■ PROBLEM DESCRIPTION ■
Arrange all of the rows below as a numbered list, omitting any blank lines.

■ INPUT FOR THIS TASK ■
--- Begin ---
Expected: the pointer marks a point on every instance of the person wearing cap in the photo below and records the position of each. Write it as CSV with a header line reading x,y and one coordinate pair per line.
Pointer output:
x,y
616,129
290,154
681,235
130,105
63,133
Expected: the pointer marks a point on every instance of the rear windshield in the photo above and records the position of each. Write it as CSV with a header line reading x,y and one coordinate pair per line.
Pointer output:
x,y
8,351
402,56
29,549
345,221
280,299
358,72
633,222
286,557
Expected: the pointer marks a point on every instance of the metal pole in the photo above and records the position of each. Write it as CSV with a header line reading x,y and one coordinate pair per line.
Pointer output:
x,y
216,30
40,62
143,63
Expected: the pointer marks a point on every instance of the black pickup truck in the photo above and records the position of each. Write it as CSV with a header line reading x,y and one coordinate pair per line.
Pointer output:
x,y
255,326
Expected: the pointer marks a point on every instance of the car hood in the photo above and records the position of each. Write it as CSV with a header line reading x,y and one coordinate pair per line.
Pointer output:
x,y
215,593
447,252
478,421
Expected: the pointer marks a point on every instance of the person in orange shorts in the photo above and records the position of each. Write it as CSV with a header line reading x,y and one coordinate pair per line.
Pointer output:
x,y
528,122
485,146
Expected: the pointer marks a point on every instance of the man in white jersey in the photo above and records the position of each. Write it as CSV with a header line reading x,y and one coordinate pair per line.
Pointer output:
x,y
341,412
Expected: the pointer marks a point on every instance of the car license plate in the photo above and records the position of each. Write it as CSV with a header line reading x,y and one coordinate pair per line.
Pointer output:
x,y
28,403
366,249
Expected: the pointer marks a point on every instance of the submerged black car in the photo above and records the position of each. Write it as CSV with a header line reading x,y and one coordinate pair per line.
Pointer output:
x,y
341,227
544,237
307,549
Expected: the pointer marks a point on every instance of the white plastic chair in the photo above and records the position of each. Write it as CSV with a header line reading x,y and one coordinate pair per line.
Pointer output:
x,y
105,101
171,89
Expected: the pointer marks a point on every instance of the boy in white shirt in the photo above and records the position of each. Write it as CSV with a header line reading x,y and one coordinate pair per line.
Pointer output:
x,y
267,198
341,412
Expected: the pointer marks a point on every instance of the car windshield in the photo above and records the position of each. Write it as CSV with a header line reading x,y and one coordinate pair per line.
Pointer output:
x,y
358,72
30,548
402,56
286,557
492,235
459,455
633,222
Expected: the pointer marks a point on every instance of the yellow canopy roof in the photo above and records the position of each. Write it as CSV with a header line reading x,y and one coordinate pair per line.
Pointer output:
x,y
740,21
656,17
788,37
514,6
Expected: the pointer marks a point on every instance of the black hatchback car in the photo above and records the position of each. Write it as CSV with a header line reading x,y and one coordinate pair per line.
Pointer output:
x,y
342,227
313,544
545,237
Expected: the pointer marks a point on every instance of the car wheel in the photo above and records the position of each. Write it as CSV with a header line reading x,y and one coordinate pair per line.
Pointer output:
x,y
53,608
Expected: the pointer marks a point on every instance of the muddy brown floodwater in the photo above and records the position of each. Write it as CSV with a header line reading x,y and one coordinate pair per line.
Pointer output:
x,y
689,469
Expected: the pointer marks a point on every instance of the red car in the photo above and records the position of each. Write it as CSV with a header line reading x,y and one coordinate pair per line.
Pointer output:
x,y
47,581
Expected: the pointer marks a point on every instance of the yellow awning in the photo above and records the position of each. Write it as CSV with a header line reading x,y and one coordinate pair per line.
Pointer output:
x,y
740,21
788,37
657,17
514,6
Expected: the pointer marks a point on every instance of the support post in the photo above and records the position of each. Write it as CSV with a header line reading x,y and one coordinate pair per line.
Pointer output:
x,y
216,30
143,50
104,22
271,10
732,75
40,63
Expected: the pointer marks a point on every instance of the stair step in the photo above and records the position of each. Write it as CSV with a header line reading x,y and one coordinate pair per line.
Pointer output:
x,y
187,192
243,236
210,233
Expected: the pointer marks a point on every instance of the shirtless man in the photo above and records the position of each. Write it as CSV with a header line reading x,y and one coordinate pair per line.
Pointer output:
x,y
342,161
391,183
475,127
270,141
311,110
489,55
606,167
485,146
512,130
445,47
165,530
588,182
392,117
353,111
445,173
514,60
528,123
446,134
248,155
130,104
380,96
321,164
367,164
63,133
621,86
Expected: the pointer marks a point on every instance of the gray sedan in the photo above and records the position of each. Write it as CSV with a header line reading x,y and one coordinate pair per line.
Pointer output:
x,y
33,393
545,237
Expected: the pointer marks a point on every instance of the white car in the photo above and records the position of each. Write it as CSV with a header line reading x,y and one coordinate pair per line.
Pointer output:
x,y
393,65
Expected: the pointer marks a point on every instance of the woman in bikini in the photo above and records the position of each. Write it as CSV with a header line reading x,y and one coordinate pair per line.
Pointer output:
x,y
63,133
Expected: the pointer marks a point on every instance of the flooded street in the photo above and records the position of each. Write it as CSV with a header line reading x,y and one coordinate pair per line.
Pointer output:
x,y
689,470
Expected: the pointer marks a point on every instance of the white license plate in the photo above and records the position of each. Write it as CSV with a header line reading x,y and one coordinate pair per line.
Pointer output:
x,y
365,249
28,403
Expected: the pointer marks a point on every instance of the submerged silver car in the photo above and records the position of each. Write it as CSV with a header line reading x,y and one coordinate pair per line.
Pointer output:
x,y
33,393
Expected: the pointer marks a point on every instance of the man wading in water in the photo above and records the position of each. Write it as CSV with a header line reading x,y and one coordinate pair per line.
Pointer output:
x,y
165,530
--- End ---
■ PROBLEM SOLUTION ■
1. Expected: the pointer marks a point on every instance of the person wearing cap in the photo below and records the position of each. Write it as CSV with a header line reading x,y and one coordinate pair per line.
2. Pointer output:
3. x,y
4. 616,129
5. 290,154
6. 681,235
7. 130,105
8. 63,133
9. Expected: the pointer marks a point on every instance of the rear windshield in the photo above and records the position of each. Write it as CSV with a header line reading x,y and one coordinate pair per line.
10. Pointer output:
11. x,y
12. 8,351
13. 402,56
14. 29,549
15. 345,221
16. 280,299
17. 358,72
18. 633,222
19. 286,557
20. Expected: the pointer marks a point on every instance of the metal pole in the photo above and records the position of each. Write it as CSV with a header line reading x,y and one coordinate pair per line.
21. Pointer output:
22. x,y
23. 216,30
24. 40,62
25. 143,63
26. Expected: the pointer marks a point on every instance of the black pickup truck in the photo above and records the position of each. Write it as CSV with a header line reading x,y and one coordinate pair per line.
27. Pointer output:
28. x,y
29. 255,326
30. Expected: the pointer marks a point on every instance of the car hood in the photo above and records the position of each. Write it as CSV with a header line reading x,y and one coordinate pair per line.
31. Pointer output:
32. x,y
33. 215,593
34. 447,252
35. 478,421
36. Expected: the pointer marks a point on every instance of the person in orange shorts in the photo above and records the position of each. Write it as CSV with a header line reading x,y and one coordinate pair per line.
37. Pointer output:
38. x,y
39. 528,122
40. 485,146
41. Expected: the pointer marks a point on every instance of the man in white jersey in the photo above and records the position of each. Write it as CSV with a header line reading x,y and one coordinate pair per line.
42. Pointer output:
43. x,y
44. 341,412
45. Expected: the pointer marks a point on every instance of the car license plate in the photo above and records the position of each. Write it as CSV with a header line reading x,y and one coordinate pair per line.
46. Pointer output:
47. x,y
48. 28,403
49. 366,249
50. Expected: the pointer marks a point on every instance of the submerged black car in the photo above and records the position of each. Write it as CSV with a header line reading x,y and one coordinate pair per line.
51. Pointer output:
52. x,y
53. 341,227
54. 544,237
55. 307,549
56. Expected: the pointer marks a point on every instance of the white plastic chair in the photo above and records the position of each. Write it as CSV with a header line reading x,y and one coordinate pair per line.
57. Pointer output:
58. x,y
59. 105,101
60. 171,89
61. Expected: the pointer marks a point on every instance of the boy in white shirt in the photo above and records the position of each. Write it as CSV with a header line reading x,y and one coordinate pair per line.
62. Pointer output:
63. x,y
64. 267,198
65. 341,412
66. Expected: the pointer marks a point on every instance of the car windshield in the photo above and records the position of each. Write it as CSV with a header line reading x,y and one coordinate pair per line.
67. Pointer output:
68. x,y
69. 358,72
70. 30,548
71. 402,56
72. 286,557
73. 492,235
74. 459,455
75. 633,222
76. Expected: the pointer marks a point on every instance of the yellow canopy roof in the photo above and records the position of each. Write it as CSV with a header line reading x,y and one coordinate pair per line.
77. Pointer output:
78. x,y
79. 740,21
80. 656,17
81. 788,37
82. 514,6
83. Expected: the pointer marks a point on every instance of the black hatchback car in the photo above and records the position of each. Write it as CSV with a header line reading x,y and one coordinate pair per line.
84. Pointer output:
85. x,y
86. 342,227
87. 313,544
88. 545,237
89. Expected: the pointer marks a point on every instance of the car wheel in the photo above and records the position of each. Write it as CSV with a header line reading x,y and one coordinate pair per line.
90. Pointer output:
91. x,y
92. 53,608
93. Expected: the pointer marks a point on every instance of the muddy brown floodwater in the photo above and records the position of each. Write it as CSV with a header line reading x,y and one coordinate pair per line.
94. Pointer output:
95. x,y
96. 689,469
97. Expected: the pointer marks a point on every instance of the red car in the photo above and records the position of each. Write it as CSV with a header line reading x,y and one coordinate pair per line.
98. Pointer output:
99. x,y
100. 47,581
101. Expected: the pointer marks a point on every instance of the yellow awning in the photo above and records the position of each. Write it as CSV with a header line reading x,y and one coordinate pair per line.
102. Pointer output:
103. x,y
104. 740,21
105. 788,37
106. 657,17
107. 514,6
108. Expected: the pointer marks a point on every instance of the support post in the photo above and records the position of each. Write it as CSV with a header line reading x,y and one coordinate pair per line.
109. Pointer output:
110. x,y
111. 216,30
112. 143,50
113. 104,22
114. 271,10
115. 732,75
116. 40,63
117. Expected: the pointer marks a point on every instance of the stair step in the photo above and records the position of each. Write it as CSV with a header line reading x,y and one coordinate pair per line.
118. Pointer output:
119. x,y
120. 187,192
121. 243,236
122. 210,233
123. Expected: the pointer marks a point on every instance of the shirtless man in the photo above and records the position of each. Write it as CSV with a header line reading x,y and one coordinate pair per line.
124. Pointer output:
125. x,y
126. 342,161
127. 391,183
128. 475,127
129. 270,141
130. 311,110
131. 489,55
132. 606,167
133. 485,146
134. 512,130
135. 445,47
136. 165,530
137. 588,182
138. 392,117
139. 353,111
140. 445,173
141. 514,60
142. 528,123
143. 446,134
144. 248,155
145. 130,104
146. 380,96
147. 321,164
148. 367,164
149. 63,133
150. 621,86
151. Expected: the pointer marks a point on every instance of the gray sedan in the photo above and records the position of each. Write it as CSV with a header line reading x,y and one coordinate pair per line.
152. Pointer output:
153. x,y
154. 33,393
155. 545,237
156. Expected: the pointer marks a point on every instance of the white car in the photo above and records the position of each. Write it as CSV with a header line reading x,y and one coordinate pair per line.
157. Pointer output:
158. x,y
159. 393,65
160. Expected: the pointer marks a point on every instance of the woman in bikini in the photo above and records the position of each. Write it as CSV with a header line reading x,y and one coordinate pair per line.
161. Pointer output:
162. x,y
163. 63,133
164. Expected: the pointer marks a point on every instance of the flooded street in the photo above and records the position of each. Write it as CSV with a header line reading x,y and one coordinate pair per line.
165. Pointer output:
166. x,y
167. 689,470
168. Expected: the pointer marks a point on every instance of the white license plate in the photo above and records the position of each. Write it as CSV with a header line reading x,y and one coordinate pair per line.
169. Pointer output:
170. x,y
171. 365,249
172. 28,403
173. Expected: the pointer marks a point on every instance of the submerged silver car in the photo above and records the position of each. Write it as CSV with a header line reading x,y and one coordinate pair per line.
174. Pointer output:
175. x,y
176. 33,393
177. Expected: the pointer marks a point on every instance of the man wading in water in the photo above and records the position of each. Write it as CSV with a header line reading x,y and one coordinate pair per line.
178. Pointer output:
179. x,y
180. 165,530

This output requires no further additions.